### PROBLEM
Convert the records into a numbered list, from the start through the line containing "253,252,272,271", with blank lines left out. Stop at that line.

Start of MATERIAL

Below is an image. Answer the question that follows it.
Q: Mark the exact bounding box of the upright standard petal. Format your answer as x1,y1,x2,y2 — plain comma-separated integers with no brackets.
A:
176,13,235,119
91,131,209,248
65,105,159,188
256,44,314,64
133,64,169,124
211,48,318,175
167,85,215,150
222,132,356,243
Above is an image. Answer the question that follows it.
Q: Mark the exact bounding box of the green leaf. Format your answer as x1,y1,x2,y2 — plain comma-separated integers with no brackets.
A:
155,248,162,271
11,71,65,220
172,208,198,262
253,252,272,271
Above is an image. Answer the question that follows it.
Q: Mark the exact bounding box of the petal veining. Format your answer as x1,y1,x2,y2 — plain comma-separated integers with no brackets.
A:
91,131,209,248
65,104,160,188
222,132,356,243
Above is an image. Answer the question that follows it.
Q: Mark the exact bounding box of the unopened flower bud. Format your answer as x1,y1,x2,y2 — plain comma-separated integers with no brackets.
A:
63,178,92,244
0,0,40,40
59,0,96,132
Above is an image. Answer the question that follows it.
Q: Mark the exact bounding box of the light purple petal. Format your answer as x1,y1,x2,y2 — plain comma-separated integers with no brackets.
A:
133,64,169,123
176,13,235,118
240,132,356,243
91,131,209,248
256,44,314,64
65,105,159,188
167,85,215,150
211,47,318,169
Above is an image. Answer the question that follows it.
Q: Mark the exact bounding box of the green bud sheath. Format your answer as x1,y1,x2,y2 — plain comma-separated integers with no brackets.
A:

End of MATERIAL

### RESPONSE FOR THIS EXERCISE
1. Below is an image. Answer the question that follows it.
2. Q: Mark the exact bounding box of the upright standard petal. Format your answer as x1,y1,x2,y2 — plain comma-separated integers with no brackets.
3. A:
4. 176,13,235,119
5. 91,131,209,248
6. 65,105,159,188
7. 256,44,314,64
8. 133,64,169,124
9. 211,48,318,175
10. 167,85,215,150
11. 222,132,356,243
12. Above is an image. Answer the question that follows it.
13. Q: Mark the exact bounding box of the green leaf. Format your answer as x1,y1,x2,y2 — plain comma-separated integers with no brackets.
14. A:
15. 155,248,162,271
16. 11,71,65,220
17. 172,208,198,262
18. 253,252,272,271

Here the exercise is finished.